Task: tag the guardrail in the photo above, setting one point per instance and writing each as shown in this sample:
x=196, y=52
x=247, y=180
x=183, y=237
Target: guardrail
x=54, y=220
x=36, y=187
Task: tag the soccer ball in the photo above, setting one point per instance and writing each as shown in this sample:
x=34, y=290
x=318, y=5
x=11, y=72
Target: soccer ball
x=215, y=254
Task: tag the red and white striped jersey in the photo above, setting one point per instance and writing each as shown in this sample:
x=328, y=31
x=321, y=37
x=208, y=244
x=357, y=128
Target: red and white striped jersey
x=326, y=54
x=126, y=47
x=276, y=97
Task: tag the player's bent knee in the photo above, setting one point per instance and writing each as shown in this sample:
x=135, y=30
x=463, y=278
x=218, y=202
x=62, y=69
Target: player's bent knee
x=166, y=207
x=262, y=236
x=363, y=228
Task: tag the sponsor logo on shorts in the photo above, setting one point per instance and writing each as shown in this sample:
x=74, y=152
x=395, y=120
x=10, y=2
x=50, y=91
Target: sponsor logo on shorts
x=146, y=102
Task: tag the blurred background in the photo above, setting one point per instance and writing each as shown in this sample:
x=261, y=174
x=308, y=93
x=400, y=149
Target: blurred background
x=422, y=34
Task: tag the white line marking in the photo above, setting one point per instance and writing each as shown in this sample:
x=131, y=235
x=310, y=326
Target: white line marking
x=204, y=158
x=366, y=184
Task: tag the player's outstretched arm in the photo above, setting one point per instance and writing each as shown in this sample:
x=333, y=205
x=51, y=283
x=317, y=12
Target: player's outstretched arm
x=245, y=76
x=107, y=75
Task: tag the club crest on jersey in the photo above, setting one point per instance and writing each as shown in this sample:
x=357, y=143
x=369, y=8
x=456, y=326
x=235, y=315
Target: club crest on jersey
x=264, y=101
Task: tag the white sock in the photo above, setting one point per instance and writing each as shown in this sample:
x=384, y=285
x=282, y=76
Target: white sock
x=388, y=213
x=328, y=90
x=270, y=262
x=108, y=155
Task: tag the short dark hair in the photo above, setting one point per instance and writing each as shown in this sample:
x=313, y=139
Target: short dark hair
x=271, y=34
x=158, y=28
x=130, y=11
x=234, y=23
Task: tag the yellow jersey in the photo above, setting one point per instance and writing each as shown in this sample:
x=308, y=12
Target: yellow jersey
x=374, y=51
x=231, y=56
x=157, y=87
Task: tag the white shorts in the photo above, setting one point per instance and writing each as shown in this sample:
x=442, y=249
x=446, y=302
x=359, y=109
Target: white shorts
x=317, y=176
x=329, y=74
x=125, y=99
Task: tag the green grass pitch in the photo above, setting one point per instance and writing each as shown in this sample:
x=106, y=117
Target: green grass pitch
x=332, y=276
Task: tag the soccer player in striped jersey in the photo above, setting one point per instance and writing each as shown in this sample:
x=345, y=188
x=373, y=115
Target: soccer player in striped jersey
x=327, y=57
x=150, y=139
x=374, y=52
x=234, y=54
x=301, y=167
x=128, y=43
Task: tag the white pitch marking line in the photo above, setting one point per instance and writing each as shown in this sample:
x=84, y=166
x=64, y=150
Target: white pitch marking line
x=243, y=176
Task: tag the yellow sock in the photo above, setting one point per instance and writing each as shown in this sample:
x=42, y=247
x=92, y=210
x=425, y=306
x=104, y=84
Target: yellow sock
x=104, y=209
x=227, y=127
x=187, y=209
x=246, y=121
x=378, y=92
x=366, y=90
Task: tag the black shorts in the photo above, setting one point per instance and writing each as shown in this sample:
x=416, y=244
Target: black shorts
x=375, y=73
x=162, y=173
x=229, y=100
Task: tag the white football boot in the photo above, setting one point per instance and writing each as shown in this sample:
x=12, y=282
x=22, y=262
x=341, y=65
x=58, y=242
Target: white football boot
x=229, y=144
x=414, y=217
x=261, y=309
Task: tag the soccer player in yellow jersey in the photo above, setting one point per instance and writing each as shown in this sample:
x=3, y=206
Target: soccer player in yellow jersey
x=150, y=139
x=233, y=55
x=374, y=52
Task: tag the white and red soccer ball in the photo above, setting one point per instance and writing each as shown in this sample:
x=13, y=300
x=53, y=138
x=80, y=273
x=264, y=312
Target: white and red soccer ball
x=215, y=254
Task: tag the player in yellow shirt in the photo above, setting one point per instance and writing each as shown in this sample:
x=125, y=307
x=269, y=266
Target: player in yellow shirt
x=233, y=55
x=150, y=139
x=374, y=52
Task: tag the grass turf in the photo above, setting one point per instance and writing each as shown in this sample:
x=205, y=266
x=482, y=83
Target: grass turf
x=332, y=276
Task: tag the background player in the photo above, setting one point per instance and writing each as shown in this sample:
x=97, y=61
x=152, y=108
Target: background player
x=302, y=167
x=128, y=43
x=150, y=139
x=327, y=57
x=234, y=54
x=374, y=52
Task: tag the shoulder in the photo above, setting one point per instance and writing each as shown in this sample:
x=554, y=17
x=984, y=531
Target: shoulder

════════════════

- _Work required_: Tally the lines of the entries that carry the word "shoulder" and say only that number.

- _Output of the exercise_: 2